Reproduce verbatim the lines of the items that run from the line containing "Could you point out the dirt" to the line containing "<point>374,491</point>", including both of those lines.

[Image point annotation entries]
⁂

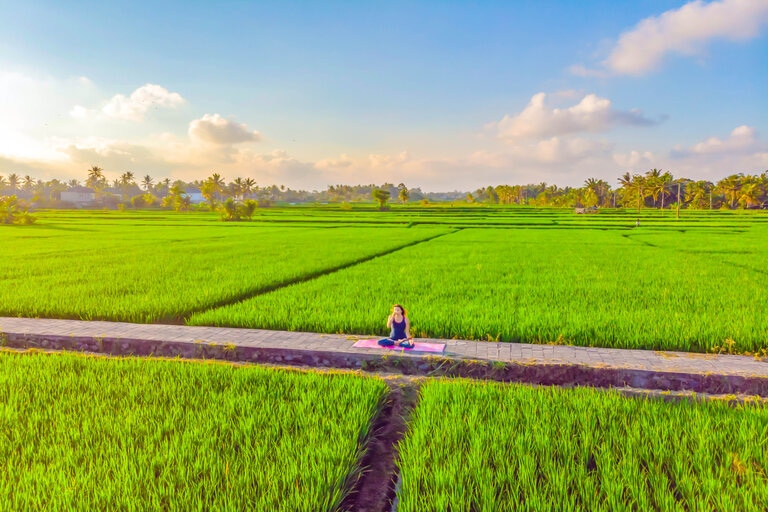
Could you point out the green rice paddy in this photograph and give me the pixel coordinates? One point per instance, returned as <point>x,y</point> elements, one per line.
<point>91,433</point>
<point>506,274</point>
<point>500,447</point>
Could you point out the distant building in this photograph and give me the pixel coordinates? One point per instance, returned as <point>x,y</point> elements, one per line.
<point>80,196</point>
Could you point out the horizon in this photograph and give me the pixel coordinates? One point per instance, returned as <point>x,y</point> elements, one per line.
<point>441,97</point>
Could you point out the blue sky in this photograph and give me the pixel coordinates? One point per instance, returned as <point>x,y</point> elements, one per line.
<point>441,95</point>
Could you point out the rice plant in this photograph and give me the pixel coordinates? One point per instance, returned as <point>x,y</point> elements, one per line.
<point>498,447</point>
<point>88,433</point>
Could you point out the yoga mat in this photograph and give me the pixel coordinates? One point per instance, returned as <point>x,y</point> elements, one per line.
<point>418,347</point>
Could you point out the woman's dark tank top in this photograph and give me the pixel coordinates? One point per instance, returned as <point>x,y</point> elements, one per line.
<point>398,330</point>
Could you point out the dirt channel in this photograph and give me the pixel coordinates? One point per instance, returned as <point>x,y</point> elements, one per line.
<point>374,491</point>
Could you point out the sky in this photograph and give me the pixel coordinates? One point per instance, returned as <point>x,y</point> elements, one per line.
<point>449,95</point>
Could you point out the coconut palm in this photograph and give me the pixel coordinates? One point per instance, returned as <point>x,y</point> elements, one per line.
<point>750,194</point>
<point>95,177</point>
<point>730,185</point>
<point>29,183</point>
<point>13,181</point>
<point>215,184</point>
<point>147,181</point>
<point>403,193</point>
<point>238,186</point>
<point>249,185</point>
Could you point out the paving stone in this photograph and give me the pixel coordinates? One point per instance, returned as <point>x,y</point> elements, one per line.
<point>653,369</point>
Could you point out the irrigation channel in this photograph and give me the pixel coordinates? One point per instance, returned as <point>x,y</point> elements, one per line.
<point>541,287</point>
<point>662,375</point>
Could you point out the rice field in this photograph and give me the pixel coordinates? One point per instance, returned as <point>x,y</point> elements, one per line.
<point>502,274</point>
<point>149,267</point>
<point>651,289</point>
<point>91,433</point>
<point>501,447</point>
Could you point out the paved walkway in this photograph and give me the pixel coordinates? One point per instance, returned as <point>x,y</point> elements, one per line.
<point>544,364</point>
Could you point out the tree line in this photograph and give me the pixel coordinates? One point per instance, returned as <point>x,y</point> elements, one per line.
<point>652,189</point>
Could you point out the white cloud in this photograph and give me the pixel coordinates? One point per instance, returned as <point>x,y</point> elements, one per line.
<point>133,107</point>
<point>376,161</point>
<point>742,140</point>
<point>591,114</point>
<point>335,163</point>
<point>635,160</point>
<point>214,129</point>
<point>684,31</point>
<point>79,112</point>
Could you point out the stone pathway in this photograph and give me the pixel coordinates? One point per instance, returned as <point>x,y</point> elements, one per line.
<point>543,364</point>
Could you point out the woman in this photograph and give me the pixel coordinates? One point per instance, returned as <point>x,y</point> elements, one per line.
<point>400,329</point>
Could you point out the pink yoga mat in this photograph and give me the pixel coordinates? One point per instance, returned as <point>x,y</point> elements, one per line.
<point>418,347</point>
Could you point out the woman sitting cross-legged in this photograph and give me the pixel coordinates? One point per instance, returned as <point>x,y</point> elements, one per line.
<point>400,329</point>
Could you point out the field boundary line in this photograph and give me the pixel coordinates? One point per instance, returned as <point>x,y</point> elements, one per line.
<point>560,365</point>
<point>183,317</point>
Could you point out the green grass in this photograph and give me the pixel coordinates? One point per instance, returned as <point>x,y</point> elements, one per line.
<point>87,433</point>
<point>146,267</point>
<point>649,288</point>
<point>497,447</point>
<point>537,275</point>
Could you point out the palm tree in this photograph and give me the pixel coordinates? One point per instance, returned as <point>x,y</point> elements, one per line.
<point>381,196</point>
<point>216,184</point>
<point>750,194</point>
<point>147,181</point>
<point>127,179</point>
<point>29,183</point>
<point>730,185</point>
<point>654,184</point>
<point>402,193</point>
<point>238,184</point>
<point>697,194</point>
<point>249,185</point>
<point>95,177</point>
<point>13,181</point>
<point>598,189</point>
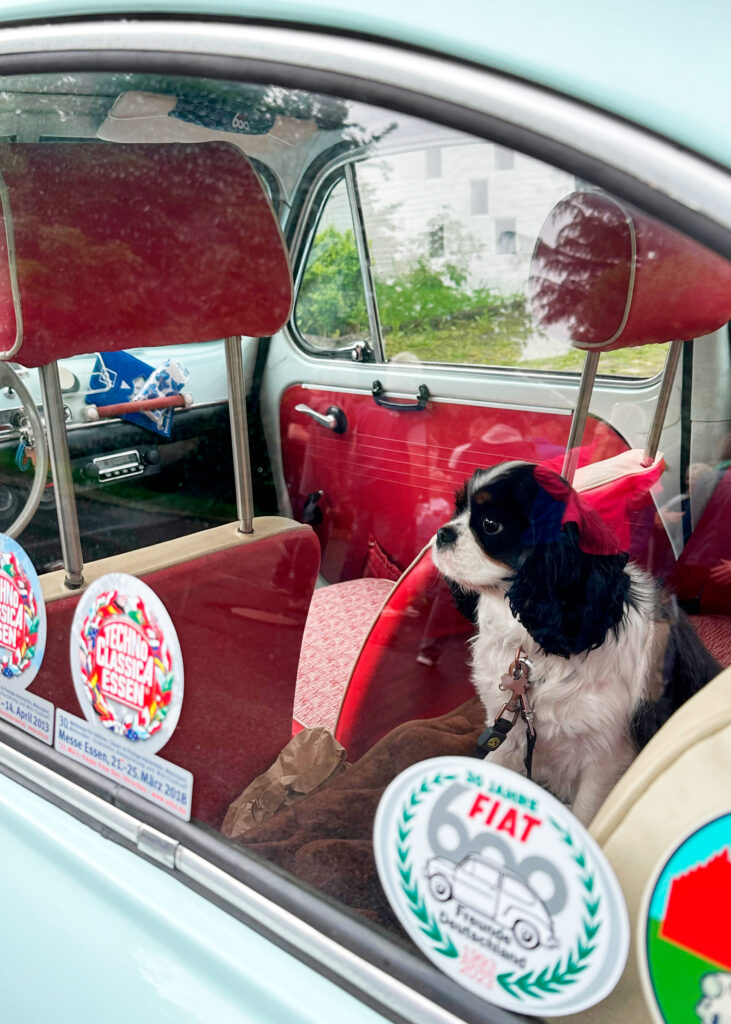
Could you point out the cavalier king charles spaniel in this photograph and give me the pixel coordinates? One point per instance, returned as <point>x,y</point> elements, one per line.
<point>609,655</point>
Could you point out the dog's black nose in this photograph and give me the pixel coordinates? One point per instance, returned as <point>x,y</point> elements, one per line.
<point>445,536</point>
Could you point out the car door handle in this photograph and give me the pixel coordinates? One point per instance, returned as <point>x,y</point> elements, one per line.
<point>334,419</point>
<point>399,406</point>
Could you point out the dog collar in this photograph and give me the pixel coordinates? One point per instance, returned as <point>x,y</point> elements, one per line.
<point>517,681</point>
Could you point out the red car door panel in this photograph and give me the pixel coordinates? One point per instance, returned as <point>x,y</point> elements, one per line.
<point>388,480</point>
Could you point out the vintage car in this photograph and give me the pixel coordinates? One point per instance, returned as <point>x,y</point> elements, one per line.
<point>270,290</point>
<point>495,892</point>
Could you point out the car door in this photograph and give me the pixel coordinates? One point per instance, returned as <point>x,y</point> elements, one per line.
<point>413,357</point>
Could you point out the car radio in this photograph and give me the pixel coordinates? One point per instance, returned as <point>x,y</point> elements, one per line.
<point>115,466</point>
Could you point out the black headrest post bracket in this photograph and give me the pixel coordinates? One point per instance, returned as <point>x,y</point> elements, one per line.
<point>240,434</point>
<point>578,421</point>
<point>669,375</point>
<point>62,479</point>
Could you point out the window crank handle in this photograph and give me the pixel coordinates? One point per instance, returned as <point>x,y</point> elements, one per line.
<point>334,419</point>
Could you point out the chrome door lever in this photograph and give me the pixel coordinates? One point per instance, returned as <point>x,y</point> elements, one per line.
<point>334,419</point>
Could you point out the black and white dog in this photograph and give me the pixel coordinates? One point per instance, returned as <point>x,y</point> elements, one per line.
<point>610,655</point>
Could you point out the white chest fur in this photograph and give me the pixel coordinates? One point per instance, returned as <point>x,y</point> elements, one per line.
<point>583,705</point>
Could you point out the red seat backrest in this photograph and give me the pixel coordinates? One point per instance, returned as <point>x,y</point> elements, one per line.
<point>414,663</point>
<point>240,614</point>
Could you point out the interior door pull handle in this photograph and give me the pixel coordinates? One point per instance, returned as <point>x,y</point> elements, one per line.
<point>334,419</point>
<point>399,406</point>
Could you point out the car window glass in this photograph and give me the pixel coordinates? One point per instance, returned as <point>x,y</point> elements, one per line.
<point>450,245</point>
<point>324,654</point>
<point>331,303</point>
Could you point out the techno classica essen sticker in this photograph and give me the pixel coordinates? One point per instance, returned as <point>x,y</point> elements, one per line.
<point>126,662</point>
<point>23,615</point>
<point>684,945</point>
<point>23,642</point>
<point>501,887</point>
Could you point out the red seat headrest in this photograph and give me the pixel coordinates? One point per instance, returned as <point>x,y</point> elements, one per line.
<point>604,275</point>
<point>109,247</point>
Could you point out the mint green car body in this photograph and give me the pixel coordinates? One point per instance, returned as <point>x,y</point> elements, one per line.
<point>94,932</point>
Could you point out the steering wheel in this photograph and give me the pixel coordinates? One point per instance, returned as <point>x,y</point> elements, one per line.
<point>8,378</point>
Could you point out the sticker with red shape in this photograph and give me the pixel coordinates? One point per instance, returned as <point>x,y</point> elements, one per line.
<point>127,666</point>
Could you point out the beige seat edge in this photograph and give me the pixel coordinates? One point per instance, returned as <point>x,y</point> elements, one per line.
<point>681,779</point>
<point>141,561</point>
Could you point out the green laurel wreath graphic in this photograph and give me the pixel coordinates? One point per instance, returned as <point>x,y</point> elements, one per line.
<point>410,885</point>
<point>553,979</point>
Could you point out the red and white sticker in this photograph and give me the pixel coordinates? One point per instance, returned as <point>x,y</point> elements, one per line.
<point>501,887</point>
<point>126,662</point>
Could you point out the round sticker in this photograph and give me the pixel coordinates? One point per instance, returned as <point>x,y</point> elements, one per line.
<point>501,886</point>
<point>23,615</point>
<point>684,943</point>
<point>126,662</point>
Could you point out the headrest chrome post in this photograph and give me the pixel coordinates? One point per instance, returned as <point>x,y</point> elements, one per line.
<point>581,413</point>
<point>240,434</point>
<point>669,374</point>
<point>62,479</point>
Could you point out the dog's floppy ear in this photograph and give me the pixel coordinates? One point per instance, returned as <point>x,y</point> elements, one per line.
<point>566,599</point>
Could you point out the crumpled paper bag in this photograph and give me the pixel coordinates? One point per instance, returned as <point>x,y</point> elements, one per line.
<point>311,756</point>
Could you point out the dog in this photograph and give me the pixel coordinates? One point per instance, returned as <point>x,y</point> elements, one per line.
<point>609,655</point>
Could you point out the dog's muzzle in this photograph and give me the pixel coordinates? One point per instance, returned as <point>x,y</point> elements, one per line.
<point>445,537</point>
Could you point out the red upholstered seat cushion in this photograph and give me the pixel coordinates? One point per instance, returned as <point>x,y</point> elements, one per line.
<point>715,631</point>
<point>338,623</point>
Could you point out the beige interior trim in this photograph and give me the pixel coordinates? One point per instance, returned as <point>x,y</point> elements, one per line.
<point>163,556</point>
<point>679,781</point>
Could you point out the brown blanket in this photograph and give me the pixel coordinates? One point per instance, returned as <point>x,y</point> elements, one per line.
<point>325,839</point>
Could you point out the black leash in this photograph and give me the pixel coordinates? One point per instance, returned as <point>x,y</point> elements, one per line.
<point>516,680</point>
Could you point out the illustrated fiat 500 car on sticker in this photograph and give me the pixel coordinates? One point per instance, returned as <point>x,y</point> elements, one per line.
<point>320,228</point>
<point>496,892</point>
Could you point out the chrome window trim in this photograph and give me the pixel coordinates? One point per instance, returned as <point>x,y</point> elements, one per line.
<point>636,164</point>
<point>303,230</point>
<point>383,991</point>
<point>643,165</point>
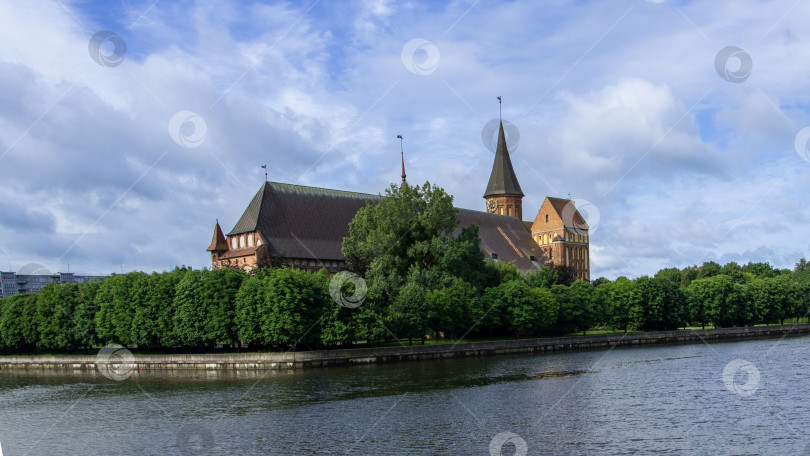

⁂

Result of this exercise.
Could you point out the dirt channel in this photograph and give me the pixel coordinates? One point per instance, returned as <point>x,y</point> elements, one per line.
<point>374,491</point>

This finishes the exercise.